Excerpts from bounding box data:

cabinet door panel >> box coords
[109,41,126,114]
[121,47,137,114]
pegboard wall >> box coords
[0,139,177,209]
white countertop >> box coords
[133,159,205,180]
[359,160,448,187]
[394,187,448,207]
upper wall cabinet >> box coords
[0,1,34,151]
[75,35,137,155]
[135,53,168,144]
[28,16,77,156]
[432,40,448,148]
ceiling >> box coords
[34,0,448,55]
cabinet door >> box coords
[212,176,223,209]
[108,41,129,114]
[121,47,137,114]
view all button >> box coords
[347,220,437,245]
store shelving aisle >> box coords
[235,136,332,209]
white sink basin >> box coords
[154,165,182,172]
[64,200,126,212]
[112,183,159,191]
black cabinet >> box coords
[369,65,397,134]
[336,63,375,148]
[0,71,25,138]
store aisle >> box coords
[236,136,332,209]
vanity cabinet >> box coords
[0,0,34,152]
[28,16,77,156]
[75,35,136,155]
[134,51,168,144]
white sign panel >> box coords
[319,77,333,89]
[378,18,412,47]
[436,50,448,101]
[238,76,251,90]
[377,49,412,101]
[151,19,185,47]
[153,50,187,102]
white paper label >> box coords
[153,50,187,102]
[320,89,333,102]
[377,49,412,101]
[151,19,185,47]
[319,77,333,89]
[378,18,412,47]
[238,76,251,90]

◆ **Challenge**: Change "box coords" to "bounding box" throughout the listing, and copy every other line without alteration.

◆ **Completed exercise**:
cabinet door panel >> bounding box
[109,41,126,114]
[121,47,137,114]
pegboard wall >> bounding box
[0,139,177,209]
white countertop >> bounding box
[133,159,205,180]
[359,160,448,187]
[394,187,448,207]
upper wall cabinet >> bounding box
[0,1,34,151]
[75,35,137,155]
[135,53,168,144]
[28,16,77,156]
[432,40,448,148]
ceiling >> bounding box
[34,0,448,55]
cabinet door >> bounding box
[212,176,223,209]
[108,41,129,114]
[121,47,137,114]
view all button >> bounding box
[347,220,437,245]
store shelving aisle >> bounding box
[235,136,332,209]
white sink basin >> bounding box
[154,165,182,172]
[64,200,126,212]
[112,183,159,191]
black cabinet >> bounding box
[369,65,397,134]
[336,63,375,148]
[0,71,25,138]
store aisle >> bounding box
[236,136,332,209]
vanity cabinet >> bounding box
[0,0,34,152]
[28,16,77,156]
[75,35,136,155]
[134,51,168,144]
white sign panel >> bounding box
[319,77,333,89]
[378,18,412,47]
[436,50,448,101]
[238,76,251,90]
[377,49,412,101]
[151,19,185,47]
[153,50,187,102]
white paper label >> bounding box
[153,50,187,102]
[320,89,333,102]
[377,49,412,101]
[151,19,185,47]
[319,77,333,89]
[378,18,412,47]
[238,76,251,90]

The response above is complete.